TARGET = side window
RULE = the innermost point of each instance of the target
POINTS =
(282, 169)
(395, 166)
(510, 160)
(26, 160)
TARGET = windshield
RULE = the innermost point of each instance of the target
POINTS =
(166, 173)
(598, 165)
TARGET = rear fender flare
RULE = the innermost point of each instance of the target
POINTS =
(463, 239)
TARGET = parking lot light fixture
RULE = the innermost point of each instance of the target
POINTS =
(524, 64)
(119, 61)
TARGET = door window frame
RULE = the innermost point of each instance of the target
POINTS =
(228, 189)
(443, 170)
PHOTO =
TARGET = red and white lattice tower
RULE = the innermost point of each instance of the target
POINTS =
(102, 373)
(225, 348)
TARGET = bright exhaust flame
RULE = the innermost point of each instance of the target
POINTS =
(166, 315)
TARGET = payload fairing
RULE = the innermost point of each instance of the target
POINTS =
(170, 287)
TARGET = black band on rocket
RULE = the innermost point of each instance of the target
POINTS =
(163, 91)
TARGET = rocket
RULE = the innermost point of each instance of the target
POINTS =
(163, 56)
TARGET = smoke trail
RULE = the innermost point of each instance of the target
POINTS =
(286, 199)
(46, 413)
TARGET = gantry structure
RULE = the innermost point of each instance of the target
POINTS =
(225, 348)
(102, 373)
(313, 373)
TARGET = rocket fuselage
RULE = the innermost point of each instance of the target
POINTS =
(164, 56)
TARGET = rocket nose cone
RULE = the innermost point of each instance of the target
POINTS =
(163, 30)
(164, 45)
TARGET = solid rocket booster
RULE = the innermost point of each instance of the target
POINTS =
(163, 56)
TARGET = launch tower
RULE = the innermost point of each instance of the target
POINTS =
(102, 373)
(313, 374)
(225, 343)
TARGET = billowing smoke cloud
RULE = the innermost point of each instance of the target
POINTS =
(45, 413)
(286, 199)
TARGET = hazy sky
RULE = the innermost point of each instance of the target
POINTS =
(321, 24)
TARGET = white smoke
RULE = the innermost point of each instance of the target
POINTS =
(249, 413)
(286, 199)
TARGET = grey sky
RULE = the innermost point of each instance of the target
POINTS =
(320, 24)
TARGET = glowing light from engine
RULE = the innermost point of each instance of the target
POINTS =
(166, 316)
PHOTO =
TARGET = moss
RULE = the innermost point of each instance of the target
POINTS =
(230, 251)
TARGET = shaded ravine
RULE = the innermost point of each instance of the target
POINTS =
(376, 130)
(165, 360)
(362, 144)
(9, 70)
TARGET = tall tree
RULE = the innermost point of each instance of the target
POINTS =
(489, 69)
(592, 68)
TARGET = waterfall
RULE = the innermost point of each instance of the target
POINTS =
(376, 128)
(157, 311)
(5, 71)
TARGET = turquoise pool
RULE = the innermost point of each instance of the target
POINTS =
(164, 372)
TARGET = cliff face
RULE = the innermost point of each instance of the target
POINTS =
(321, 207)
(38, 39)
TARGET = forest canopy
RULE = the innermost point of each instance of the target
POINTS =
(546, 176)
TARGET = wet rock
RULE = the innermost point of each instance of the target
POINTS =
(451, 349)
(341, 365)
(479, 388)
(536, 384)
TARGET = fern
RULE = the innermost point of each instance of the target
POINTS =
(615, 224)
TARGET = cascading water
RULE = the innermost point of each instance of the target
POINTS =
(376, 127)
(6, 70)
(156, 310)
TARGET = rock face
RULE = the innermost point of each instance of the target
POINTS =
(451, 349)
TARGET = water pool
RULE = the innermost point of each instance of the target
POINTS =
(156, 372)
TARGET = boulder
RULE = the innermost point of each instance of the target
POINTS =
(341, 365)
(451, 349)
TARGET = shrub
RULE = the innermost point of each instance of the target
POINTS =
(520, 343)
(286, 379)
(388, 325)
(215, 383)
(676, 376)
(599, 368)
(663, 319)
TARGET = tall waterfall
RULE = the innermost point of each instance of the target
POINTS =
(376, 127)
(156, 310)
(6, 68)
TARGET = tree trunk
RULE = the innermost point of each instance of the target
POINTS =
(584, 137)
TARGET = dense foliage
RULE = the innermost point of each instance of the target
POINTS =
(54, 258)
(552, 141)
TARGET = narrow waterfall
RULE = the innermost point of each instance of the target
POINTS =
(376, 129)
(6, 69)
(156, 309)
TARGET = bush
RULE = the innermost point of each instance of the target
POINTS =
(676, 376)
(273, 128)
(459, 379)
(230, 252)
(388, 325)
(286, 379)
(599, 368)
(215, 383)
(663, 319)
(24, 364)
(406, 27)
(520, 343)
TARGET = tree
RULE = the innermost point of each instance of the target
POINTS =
········
**Instructions to follow:** Copy the listing above line for line, leaving every entry unchanged.

**Answer to the problem:**
TARGET = side window
RULE = the innermost point of each instance of the target
POINTS =
(282, 169)
(395, 166)
(510, 160)
(26, 160)
TARGET = windshield
RULE = the innermost point of each instance of the target
POINTS =
(166, 173)
(598, 165)
TARGET = rear fender flare
RULE = the innermost point of each instance of the target
POINTS =
(463, 239)
TARGET = parking lot light fixture
RULE = the innermost point of each instance of the target
POINTS =
(524, 64)
(119, 61)
TARGET = door window frame
RULE = the innermost point of each instance of the target
POINTS =
(228, 189)
(443, 170)
PHOTO =
TARGET = red and white lattice tower
RULE = the innermost point of each instance of the target
POINTS =
(102, 373)
(225, 348)
TARGET = bright exhaust flame
RULE = the innermost point of each instance of the target
POINTS =
(166, 315)
TARGET = payload fairing
RULE = the innermost point of each instance of the target
POINTS =
(170, 287)
TARGET = black band on rocket
RULE = the innermost point of each instance of the target
POINTS =
(163, 91)
TARGET = rocket
RULE = the innermost point of each instance of the target
POINTS =
(163, 56)
TARGET = smoke trail
RULE = the innermost point of each instance of the target
POINTS =
(286, 199)
(46, 413)
TARGET = gantry structure
RULE = the innermost point of each instance of the target
POINTS =
(225, 348)
(102, 373)
(313, 373)
TARGET = rocket fuselage
RULE = the innermost point of each instance of the target
POINTS =
(164, 56)
TARGET = rocket nose cone
RULE = the innermost point of each instance of the target
POINTS =
(163, 30)
(164, 45)
TARGET = solid rocket booster
RULE = the innermost point of each instance of the target
POINTS =
(163, 56)
TARGET = launch tower
RULE = the innermost point of each instance of the target
POINTS =
(102, 373)
(313, 374)
(225, 343)
TARGET = billowing smoke cloud
RULE = the innermost point of each instance of the target
POINTS =
(45, 413)
(286, 199)
TARGET = hazy sky
RULE = the innermost point of each instance of the target
POINTS =
(321, 24)
TARGET = white smoke
RULE = the innermost point of each instance of the target
POINTS =
(249, 413)
(286, 199)
TARGET = grey sky
RULE = the innermost point of each instance of the target
POINTS =
(320, 24)
TARGET = glowing light from engine
RULE = the innermost point of each instance of the target
POINTS =
(166, 316)
PHOTO =
TARGET = moss
RULE = the innermost point of each instance of the target
POINTS =
(230, 251)
TARGET = shaded ravine
RULE = the innermost point of each instance of the target
POINTS =
(376, 130)
(165, 360)
(362, 144)
(9, 70)
TARGET = tall tree
RULE = the innermost point of each instance of the target
POINTS =
(489, 69)
(592, 68)
TARGET = waterfall
RULE = the innermost point of each instance of the target
POINTS =
(376, 128)
(157, 311)
(5, 71)
TARGET = turquoise pool
RULE = the innermost point of each instance of the target
POINTS =
(164, 372)
TARGET = cliff face
RULE = the innermost point of each instance of the target
POINTS =
(321, 207)
(38, 39)
TARGET = forest canopy
RULE = the innermost point of each instance of the target
POINTS =
(546, 176)
TARGET = wet rock
RULE = the innermost point of each instance of the target
POINTS =
(451, 349)
(341, 365)
(479, 388)
(536, 384)
TARGET = fern
RULE = the innermost point of each instance of the target
POINTS =
(615, 224)
TARGET = cascading water
RULE = the innermost point of each instance of the target
POINTS =
(376, 127)
(6, 70)
(156, 310)
TARGET = rock face
RULE = the innermost point of each instance of the target
POINTS =
(451, 349)
TARGET = water pool
RULE = the innermost point of each instance of the target
POINTS =
(156, 372)
TARGET = boulder
RULE = the innermost point of each instance of the target
POINTS =
(341, 365)
(451, 349)
TARGET = shrub
RULE = the innermost point of each instance of the target
POINTS =
(520, 343)
(286, 379)
(388, 325)
(215, 383)
(676, 376)
(599, 368)
(663, 319)
TARGET = tall waterfall
RULE = the innermost point of each instance of the target
POINTS =
(376, 127)
(156, 310)
(6, 68)
TARGET = tree trunk
RULE = the innermost point of each instance of the target
POINTS =
(584, 137)
TARGET = dense foliage
RULE = the innermost point of each instance of the target
POINTS =
(54, 258)
(552, 141)
TARGET = narrow waterfall
RULE = the innermost point of each instance of the target
POINTS =
(376, 129)
(6, 69)
(156, 309)
TARGET = bush
RULE = the innermost point of each instance of the target
POINTS =
(676, 376)
(273, 128)
(459, 379)
(230, 252)
(388, 325)
(286, 379)
(599, 368)
(215, 383)
(663, 319)
(24, 364)
(406, 27)
(520, 343)
TARGET = tree
RULE = the innermost point of each instance of the target
POINTS =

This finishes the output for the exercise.